Already, California and Washington state have passed almost identical “One Fair Wage” policies, and a recent study out of the Economic Policy Institute suggests tipped workers in San Francisco and Seattle, which are also phasing in a $15 minimum wage, earn more than their D.C. counterparts.
Anti-77 voters argue that a city-wide tax isn’t needed to weed out the few bad apples that fail to pay their employees adequately—and that raising the tipped minimum wage would raise operating costs, lower tips, lead to layoffs, and shutter mom-and-pop restaurants. In the lead-up to the June primary vote, it was national groups that mounted the most aggressive influence campaigns: The National Restaurant group helming the anti-77 side; the Restaurant Opportunities Centers (ROC) United, a workers’ rights organization, supporting the measure on the other.
The proposed repeal has been justified partly by the claim that the measure was worded misleadingly on the ballot—Mendelson claims voters were led to think tipped servers were not subject to minimum wage laws at all—and that these national groups had an outsize influence on a decision voters should have made for themselves. Pro-77 organizers, however, say the proposed repeal only works to disenfranchise voters—the same constituents that voted many of the current city council members into their seats.
“We already had a district-wide hearing,” Dianna Ramirez, the co-chair of ROC, told me: “The June vote.”
As demonstrated in this map created by CityLab in June, the demographic and geographic divide in how precincts voted on the measure was stark: White, wealthy neighborhoods voted overwhelmingly against the measure, while predominately black, low-income neighborhoods voted for it. (Still, only 12 percent of D.C.’s population weighted in on the measure.)
People of color make up 70 percent of the tipped workforce in D.C. but only 55 percent of the overall workforce. “This is suppressing the black vote,” said Ramirez. “It’s not just about defending fair and equitable pay, but defending the decision made at the ballot box,” said Matt Hanson, the director of D.C.’s Working Families party, during the hearing.
The about-face is rare, but not-unprecedented: The district has reversed a voter-backed initiative only four times since the 1980s, according to the Washington Post; and Maine’s legislature reversed a tipped wage increase after the voters approved it via ballot.
Monday’s hearing offered supporters and detractors a final chance to make their case, and for city councilors to explain their stances.
“This won’t end before midnight,” Ramirez predicted. She was right. (The marathon was intentionally orchestrated as such, she added: “We could have had two hearings, or we could have started at 8am.”) Washington City Paper’s live blog has a detailed accounting of the testimonies.

Record extracts:
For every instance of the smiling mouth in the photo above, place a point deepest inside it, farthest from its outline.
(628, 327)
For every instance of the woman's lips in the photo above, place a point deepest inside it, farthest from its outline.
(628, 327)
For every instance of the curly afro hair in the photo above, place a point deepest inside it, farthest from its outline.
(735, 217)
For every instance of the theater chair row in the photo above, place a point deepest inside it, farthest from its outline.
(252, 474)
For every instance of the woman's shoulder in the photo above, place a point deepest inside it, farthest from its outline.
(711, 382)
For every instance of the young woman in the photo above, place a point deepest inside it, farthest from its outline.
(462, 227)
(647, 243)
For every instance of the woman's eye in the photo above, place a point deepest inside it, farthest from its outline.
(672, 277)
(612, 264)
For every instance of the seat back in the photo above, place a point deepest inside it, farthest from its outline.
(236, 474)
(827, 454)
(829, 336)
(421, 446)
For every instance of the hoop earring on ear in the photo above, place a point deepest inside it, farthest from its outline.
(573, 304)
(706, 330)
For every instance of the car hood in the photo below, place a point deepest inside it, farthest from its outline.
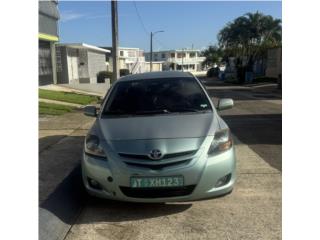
(158, 127)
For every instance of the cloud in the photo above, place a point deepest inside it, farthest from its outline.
(70, 15)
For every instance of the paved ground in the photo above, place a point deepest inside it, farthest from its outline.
(252, 211)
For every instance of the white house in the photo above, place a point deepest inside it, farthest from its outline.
(129, 58)
(79, 63)
(188, 59)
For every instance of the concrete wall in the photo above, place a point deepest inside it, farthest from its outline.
(96, 64)
(274, 62)
(156, 66)
(98, 88)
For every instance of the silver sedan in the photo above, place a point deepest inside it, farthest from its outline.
(158, 138)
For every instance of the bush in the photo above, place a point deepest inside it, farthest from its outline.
(124, 72)
(213, 72)
(101, 76)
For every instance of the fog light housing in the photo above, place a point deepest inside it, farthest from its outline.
(94, 184)
(224, 180)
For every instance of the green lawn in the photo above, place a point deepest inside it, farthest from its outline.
(67, 97)
(53, 109)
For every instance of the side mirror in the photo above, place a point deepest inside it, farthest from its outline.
(225, 103)
(90, 111)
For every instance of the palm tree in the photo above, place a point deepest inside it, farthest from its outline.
(248, 37)
(213, 55)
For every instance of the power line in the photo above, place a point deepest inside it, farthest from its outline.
(144, 27)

Given request:
Reproduce word for word the portion of the article on D.C.'s tipped minimum wage measure that begins with the words containing "The about-face is" and ends with "of the testimonies.".

Response to this task:
The about-face is rare, but not-unprecedented: The district has reversed a voter-backed initiative only four times since the 1980s, according to the Washington Post; and Maine’s legislature reversed a tipped wage increase after the voters approved it via ballot.
Monday’s hearing offered supporters and detractors a final chance to make their case, and for city councilors to explain their stances.
“This won’t end before midnight,” Ramirez predicted. She was right. (The marathon was intentionally orchestrated as such, she added: “We could have had two hearings, or we could have started at 8am.”) Washington City Paper’s live blog has a detailed accounting of the testimonies.